--- Aim of the task ---
Tally the lines below that contain the string "floor", counting a match only when the case is the same, and reply with the number alone.

Collection entries:

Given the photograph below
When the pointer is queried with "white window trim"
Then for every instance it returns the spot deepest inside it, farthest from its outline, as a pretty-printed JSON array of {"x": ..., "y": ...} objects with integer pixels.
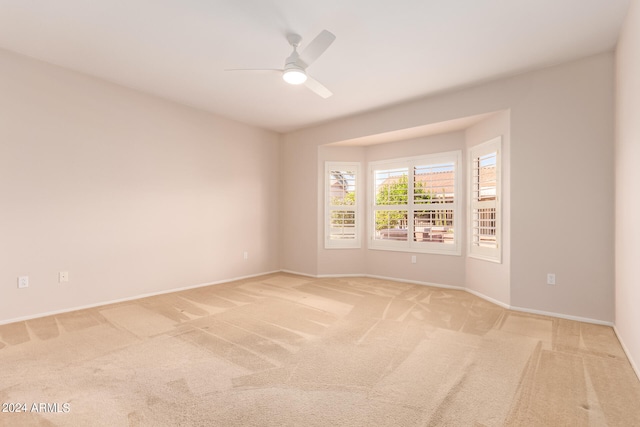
[
  {"x": 410, "y": 245},
  {"x": 342, "y": 244},
  {"x": 483, "y": 253}
]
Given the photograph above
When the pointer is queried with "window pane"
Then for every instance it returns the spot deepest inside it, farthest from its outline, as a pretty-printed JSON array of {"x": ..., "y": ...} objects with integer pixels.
[
  {"x": 484, "y": 227},
  {"x": 484, "y": 177},
  {"x": 342, "y": 225},
  {"x": 434, "y": 183},
  {"x": 391, "y": 225},
  {"x": 342, "y": 188},
  {"x": 391, "y": 186},
  {"x": 433, "y": 226}
]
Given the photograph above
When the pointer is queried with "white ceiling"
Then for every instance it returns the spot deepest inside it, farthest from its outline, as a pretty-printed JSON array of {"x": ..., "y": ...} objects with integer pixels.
[{"x": 386, "y": 51}]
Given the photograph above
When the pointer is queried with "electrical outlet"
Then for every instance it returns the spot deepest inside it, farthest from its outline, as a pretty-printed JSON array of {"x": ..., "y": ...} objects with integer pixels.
[{"x": 23, "y": 281}]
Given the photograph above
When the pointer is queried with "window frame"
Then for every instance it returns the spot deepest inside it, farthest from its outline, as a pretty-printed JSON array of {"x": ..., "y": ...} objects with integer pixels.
[
  {"x": 476, "y": 251},
  {"x": 409, "y": 245},
  {"x": 356, "y": 242}
]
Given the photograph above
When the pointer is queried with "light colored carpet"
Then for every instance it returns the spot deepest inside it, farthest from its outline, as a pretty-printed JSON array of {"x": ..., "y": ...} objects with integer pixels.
[{"x": 285, "y": 350}]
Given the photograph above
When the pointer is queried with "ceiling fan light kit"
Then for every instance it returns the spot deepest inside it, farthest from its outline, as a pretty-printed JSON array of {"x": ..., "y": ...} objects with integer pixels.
[
  {"x": 295, "y": 69},
  {"x": 294, "y": 76}
]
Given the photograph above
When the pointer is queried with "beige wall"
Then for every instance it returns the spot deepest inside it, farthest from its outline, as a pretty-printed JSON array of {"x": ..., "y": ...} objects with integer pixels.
[
  {"x": 628, "y": 186},
  {"x": 561, "y": 127},
  {"x": 129, "y": 193}
]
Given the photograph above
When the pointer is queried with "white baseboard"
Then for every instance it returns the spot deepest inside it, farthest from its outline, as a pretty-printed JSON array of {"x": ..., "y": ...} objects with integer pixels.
[
  {"x": 635, "y": 367},
  {"x": 373, "y": 276},
  {"x": 151, "y": 294},
  {"x": 562, "y": 316},
  {"x": 460, "y": 288}
]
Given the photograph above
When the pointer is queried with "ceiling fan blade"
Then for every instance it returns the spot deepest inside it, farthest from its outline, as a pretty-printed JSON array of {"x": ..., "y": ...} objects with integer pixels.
[
  {"x": 265, "y": 70},
  {"x": 317, "y": 87},
  {"x": 316, "y": 48}
]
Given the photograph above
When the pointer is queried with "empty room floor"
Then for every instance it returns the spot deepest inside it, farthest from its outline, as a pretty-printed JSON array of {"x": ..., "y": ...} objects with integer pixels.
[{"x": 282, "y": 349}]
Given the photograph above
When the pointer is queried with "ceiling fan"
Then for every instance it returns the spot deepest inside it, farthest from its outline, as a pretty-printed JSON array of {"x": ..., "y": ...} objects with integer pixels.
[{"x": 295, "y": 66}]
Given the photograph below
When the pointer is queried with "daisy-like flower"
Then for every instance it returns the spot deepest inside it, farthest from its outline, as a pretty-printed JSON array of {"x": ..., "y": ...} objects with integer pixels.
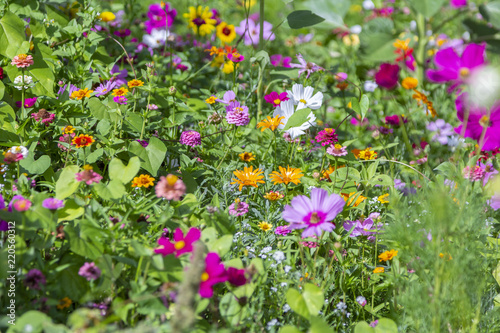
[
  {"x": 83, "y": 140},
  {"x": 181, "y": 244},
  {"x": 238, "y": 208},
  {"x": 303, "y": 97},
  {"x": 170, "y": 188},
  {"x": 286, "y": 110},
  {"x": 143, "y": 181},
  {"x": 135, "y": 83},
  {"x": 271, "y": 123},
  {"x": 264, "y": 226},
  {"x": 81, "y": 94},
  {"x": 248, "y": 177},
  {"x": 22, "y": 61},
  {"x": 226, "y": 32},
  {"x": 337, "y": 150},
  {"x": 308, "y": 67},
  {"x": 273, "y": 196},
  {"x": 157, "y": 38},
  {"x": 388, "y": 255},
  {"x": 313, "y": 214},
  {"x": 200, "y": 20},
  {"x": 275, "y": 99},
  {"x": 247, "y": 157},
  {"x": 286, "y": 176}
]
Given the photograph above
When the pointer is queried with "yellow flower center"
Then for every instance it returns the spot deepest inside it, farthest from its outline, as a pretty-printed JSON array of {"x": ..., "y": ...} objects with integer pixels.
[{"x": 179, "y": 245}]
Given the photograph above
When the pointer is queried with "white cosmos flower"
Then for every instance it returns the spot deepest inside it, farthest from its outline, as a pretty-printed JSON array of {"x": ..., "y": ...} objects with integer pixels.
[
  {"x": 156, "y": 39},
  {"x": 303, "y": 97},
  {"x": 287, "y": 109}
]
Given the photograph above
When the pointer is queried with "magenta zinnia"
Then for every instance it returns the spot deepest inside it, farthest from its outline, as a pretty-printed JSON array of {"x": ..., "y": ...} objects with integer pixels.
[{"x": 313, "y": 214}]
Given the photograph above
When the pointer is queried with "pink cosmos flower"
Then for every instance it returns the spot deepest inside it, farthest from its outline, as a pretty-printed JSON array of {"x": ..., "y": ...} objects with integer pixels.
[
  {"x": 387, "y": 76},
  {"x": 214, "y": 273},
  {"x": 275, "y": 99},
  {"x": 180, "y": 245},
  {"x": 190, "y": 138},
  {"x": 308, "y": 67},
  {"x": 454, "y": 68},
  {"x": 22, "y": 61},
  {"x": 170, "y": 188},
  {"x": 313, "y": 214}
]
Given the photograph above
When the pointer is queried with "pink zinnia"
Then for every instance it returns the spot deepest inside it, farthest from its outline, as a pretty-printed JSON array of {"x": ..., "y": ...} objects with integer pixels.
[
  {"x": 313, "y": 214},
  {"x": 190, "y": 138},
  {"x": 180, "y": 245},
  {"x": 22, "y": 61},
  {"x": 387, "y": 76},
  {"x": 275, "y": 99},
  {"x": 214, "y": 273},
  {"x": 170, "y": 188}
]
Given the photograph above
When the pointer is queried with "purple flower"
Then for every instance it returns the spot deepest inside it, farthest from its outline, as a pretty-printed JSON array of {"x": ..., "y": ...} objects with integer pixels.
[
  {"x": 478, "y": 119},
  {"x": 104, "y": 88},
  {"x": 52, "y": 203},
  {"x": 190, "y": 138},
  {"x": 238, "y": 116},
  {"x": 451, "y": 67},
  {"x": 314, "y": 214},
  {"x": 252, "y": 31},
  {"x": 28, "y": 102},
  {"x": 34, "y": 278},
  {"x": 308, "y": 67},
  {"x": 387, "y": 76},
  {"x": 90, "y": 271}
]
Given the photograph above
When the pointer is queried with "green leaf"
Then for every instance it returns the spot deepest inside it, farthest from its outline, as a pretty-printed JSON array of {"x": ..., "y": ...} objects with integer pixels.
[
  {"x": 427, "y": 7},
  {"x": 298, "y": 118},
  {"x": 67, "y": 184},
  {"x": 12, "y": 35},
  {"x": 303, "y": 18},
  {"x": 313, "y": 296},
  {"x": 117, "y": 170}
]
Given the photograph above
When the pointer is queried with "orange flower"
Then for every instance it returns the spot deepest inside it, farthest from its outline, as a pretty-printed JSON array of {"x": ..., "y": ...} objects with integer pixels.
[
  {"x": 83, "y": 140},
  {"x": 286, "y": 176},
  {"x": 248, "y": 177}
]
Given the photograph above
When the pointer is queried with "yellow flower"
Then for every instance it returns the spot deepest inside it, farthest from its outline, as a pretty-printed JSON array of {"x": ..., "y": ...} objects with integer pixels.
[
  {"x": 273, "y": 196},
  {"x": 248, "y": 177},
  {"x": 228, "y": 67},
  {"x": 120, "y": 92},
  {"x": 349, "y": 198},
  {"x": 81, "y": 94},
  {"x": 246, "y": 157},
  {"x": 143, "y": 181},
  {"x": 226, "y": 32},
  {"x": 64, "y": 303},
  {"x": 382, "y": 198},
  {"x": 107, "y": 16},
  {"x": 211, "y": 100},
  {"x": 271, "y": 123},
  {"x": 265, "y": 226},
  {"x": 68, "y": 129},
  {"x": 135, "y": 83},
  {"x": 286, "y": 176},
  {"x": 409, "y": 83},
  {"x": 388, "y": 255},
  {"x": 200, "y": 20}
]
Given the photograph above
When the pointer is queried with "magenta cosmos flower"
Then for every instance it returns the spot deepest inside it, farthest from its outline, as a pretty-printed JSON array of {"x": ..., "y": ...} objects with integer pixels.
[
  {"x": 180, "y": 245},
  {"x": 214, "y": 273},
  {"x": 275, "y": 99},
  {"x": 387, "y": 76},
  {"x": 452, "y": 67},
  {"x": 314, "y": 214},
  {"x": 479, "y": 118}
]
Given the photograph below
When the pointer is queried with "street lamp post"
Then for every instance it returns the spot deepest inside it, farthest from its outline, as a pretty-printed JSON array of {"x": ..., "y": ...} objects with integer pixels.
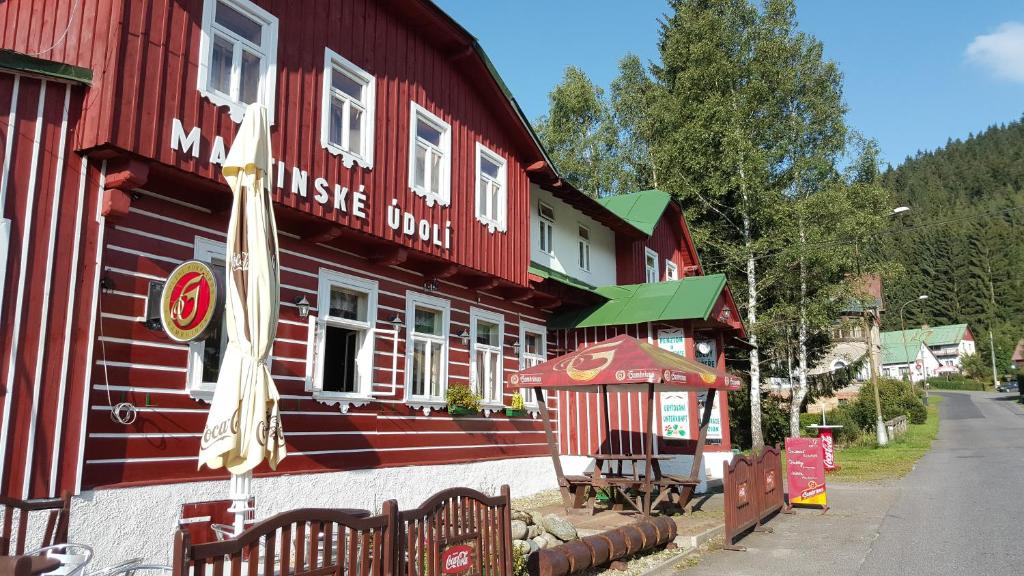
[
  {"x": 880, "y": 425},
  {"x": 902, "y": 326}
]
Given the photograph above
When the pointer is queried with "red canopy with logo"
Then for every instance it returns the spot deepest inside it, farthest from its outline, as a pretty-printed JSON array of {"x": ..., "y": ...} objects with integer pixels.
[
  {"x": 619, "y": 364},
  {"x": 623, "y": 364}
]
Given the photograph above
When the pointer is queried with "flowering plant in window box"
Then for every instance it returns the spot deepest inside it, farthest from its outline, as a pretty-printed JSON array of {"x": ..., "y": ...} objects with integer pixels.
[
  {"x": 462, "y": 401},
  {"x": 518, "y": 407}
]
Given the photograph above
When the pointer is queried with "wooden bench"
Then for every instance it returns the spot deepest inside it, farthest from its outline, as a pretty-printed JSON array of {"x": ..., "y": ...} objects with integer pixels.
[{"x": 56, "y": 522}]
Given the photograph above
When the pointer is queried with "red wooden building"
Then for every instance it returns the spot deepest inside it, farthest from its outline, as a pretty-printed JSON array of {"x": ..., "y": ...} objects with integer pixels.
[{"x": 421, "y": 221}]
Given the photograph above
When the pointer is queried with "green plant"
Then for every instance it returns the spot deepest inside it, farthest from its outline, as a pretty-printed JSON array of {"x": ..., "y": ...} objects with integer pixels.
[
  {"x": 462, "y": 397},
  {"x": 517, "y": 402},
  {"x": 518, "y": 562}
]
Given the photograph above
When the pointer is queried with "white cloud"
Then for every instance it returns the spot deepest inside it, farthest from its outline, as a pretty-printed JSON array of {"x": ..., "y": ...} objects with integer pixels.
[{"x": 1000, "y": 51}]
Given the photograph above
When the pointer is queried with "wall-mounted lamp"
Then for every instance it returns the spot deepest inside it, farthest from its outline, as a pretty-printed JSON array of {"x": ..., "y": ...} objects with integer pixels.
[{"x": 303, "y": 305}]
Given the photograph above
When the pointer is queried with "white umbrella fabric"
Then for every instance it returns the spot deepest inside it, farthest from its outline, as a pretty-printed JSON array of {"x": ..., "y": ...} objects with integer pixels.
[{"x": 244, "y": 425}]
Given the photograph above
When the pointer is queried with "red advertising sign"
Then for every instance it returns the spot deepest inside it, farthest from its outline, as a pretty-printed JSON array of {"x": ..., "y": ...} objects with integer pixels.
[
  {"x": 805, "y": 469},
  {"x": 827, "y": 449},
  {"x": 457, "y": 560}
]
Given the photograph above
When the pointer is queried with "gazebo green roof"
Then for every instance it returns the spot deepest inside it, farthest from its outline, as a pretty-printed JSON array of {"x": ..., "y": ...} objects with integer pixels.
[{"x": 688, "y": 298}]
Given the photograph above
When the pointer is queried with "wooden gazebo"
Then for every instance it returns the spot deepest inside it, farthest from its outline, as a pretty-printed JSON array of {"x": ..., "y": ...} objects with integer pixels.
[{"x": 625, "y": 364}]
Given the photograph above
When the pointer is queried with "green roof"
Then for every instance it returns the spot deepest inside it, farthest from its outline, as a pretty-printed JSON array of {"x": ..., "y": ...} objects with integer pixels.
[
  {"x": 10, "y": 59},
  {"x": 679, "y": 299},
  {"x": 933, "y": 336},
  {"x": 642, "y": 209},
  {"x": 560, "y": 277}
]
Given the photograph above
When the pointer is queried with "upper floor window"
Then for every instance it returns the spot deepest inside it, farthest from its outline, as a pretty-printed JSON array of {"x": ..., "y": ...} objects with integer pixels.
[
  {"x": 584, "y": 243},
  {"x": 205, "y": 356},
  {"x": 238, "y": 55},
  {"x": 347, "y": 111},
  {"x": 650, "y": 263},
  {"x": 547, "y": 220},
  {"x": 344, "y": 341},
  {"x": 426, "y": 347},
  {"x": 429, "y": 156},
  {"x": 486, "y": 358},
  {"x": 492, "y": 197},
  {"x": 671, "y": 271}
]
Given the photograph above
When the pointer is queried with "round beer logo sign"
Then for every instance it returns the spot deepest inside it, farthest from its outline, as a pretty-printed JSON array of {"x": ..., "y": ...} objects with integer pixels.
[{"x": 188, "y": 304}]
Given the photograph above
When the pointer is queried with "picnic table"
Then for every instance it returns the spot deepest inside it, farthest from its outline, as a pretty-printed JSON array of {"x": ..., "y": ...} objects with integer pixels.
[{"x": 609, "y": 475}]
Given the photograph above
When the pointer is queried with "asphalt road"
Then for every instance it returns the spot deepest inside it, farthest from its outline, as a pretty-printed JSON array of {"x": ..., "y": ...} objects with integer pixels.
[{"x": 960, "y": 511}]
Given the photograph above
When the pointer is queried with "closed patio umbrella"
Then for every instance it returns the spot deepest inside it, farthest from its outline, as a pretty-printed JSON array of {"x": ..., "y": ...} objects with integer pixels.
[{"x": 244, "y": 425}]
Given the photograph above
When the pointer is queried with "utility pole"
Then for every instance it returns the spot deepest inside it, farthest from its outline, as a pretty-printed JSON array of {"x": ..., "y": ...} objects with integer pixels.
[{"x": 991, "y": 320}]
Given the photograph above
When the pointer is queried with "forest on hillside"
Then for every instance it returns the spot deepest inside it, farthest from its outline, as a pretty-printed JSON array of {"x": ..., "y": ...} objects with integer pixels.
[{"x": 963, "y": 243}]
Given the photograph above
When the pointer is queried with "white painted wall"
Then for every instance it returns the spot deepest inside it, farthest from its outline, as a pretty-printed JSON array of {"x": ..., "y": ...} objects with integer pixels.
[
  {"x": 125, "y": 523},
  {"x": 565, "y": 258}
]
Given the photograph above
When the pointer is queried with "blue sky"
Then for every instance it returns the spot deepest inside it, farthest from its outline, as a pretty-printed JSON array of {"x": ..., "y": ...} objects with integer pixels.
[{"x": 915, "y": 73}]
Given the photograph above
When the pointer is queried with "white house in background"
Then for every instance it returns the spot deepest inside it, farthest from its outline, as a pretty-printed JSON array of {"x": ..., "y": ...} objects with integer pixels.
[
  {"x": 949, "y": 343},
  {"x": 914, "y": 357}
]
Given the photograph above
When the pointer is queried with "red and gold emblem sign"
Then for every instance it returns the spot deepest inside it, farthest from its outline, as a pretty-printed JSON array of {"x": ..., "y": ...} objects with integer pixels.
[{"x": 189, "y": 301}]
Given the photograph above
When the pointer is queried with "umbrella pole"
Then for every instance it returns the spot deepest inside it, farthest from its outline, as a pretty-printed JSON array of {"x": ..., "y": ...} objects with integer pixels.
[
  {"x": 240, "y": 494},
  {"x": 542, "y": 404},
  {"x": 649, "y": 449}
]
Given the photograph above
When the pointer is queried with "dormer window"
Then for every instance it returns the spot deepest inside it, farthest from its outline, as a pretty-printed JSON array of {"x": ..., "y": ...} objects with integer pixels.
[
  {"x": 238, "y": 53},
  {"x": 429, "y": 156},
  {"x": 492, "y": 197},
  {"x": 347, "y": 111}
]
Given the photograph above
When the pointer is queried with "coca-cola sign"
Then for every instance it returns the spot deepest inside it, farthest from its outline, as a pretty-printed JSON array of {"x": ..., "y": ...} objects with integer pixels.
[{"x": 457, "y": 560}]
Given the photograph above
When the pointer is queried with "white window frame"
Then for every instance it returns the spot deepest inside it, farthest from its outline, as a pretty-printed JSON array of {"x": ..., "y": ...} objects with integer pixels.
[
  {"x": 475, "y": 315},
  {"x": 547, "y": 227},
  {"x": 204, "y": 249},
  {"x": 649, "y": 271},
  {"x": 414, "y": 299},
  {"x": 267, "y": 50},
  {"x": 529, "y": 401},
  {"x": 500, "y": 222},
  {"x": 671, "y": 271},
  {"x": 335, "y": 62},
  {"x": 443, "y": 197},
  {"x": 328, "y": 279},
  {"x": 583, "y": 248}
]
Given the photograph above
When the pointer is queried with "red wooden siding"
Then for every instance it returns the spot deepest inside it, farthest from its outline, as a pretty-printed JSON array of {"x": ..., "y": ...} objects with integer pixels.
[
  {"x": 670, "y": 239},
  {"x": 150, "y": 77},
  {"x": 583, "y": 424},
  {"x": 49, "y": 196},
  {"x": 148, "y": 370}
]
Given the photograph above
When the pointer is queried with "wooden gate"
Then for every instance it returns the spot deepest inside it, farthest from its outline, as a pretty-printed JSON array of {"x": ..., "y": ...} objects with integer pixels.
[
  {"x": 768, "y": 466},
  {"x": 458, "y": 532},
  {"x": 740, "y": 485}
]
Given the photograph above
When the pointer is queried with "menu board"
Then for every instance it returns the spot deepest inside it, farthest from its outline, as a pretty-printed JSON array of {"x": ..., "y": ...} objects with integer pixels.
[{"x": 806, "y": 471}]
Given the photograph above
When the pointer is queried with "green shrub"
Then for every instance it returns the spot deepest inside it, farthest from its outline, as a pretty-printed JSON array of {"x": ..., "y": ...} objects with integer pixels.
[
  {"x": 462, "y": 397},
  {"x": 955, "y": 383},
  {"x": 897, "y": 398}
]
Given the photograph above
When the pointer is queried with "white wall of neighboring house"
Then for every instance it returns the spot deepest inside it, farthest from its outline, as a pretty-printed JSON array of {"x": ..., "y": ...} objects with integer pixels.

--- Result of this task ---
2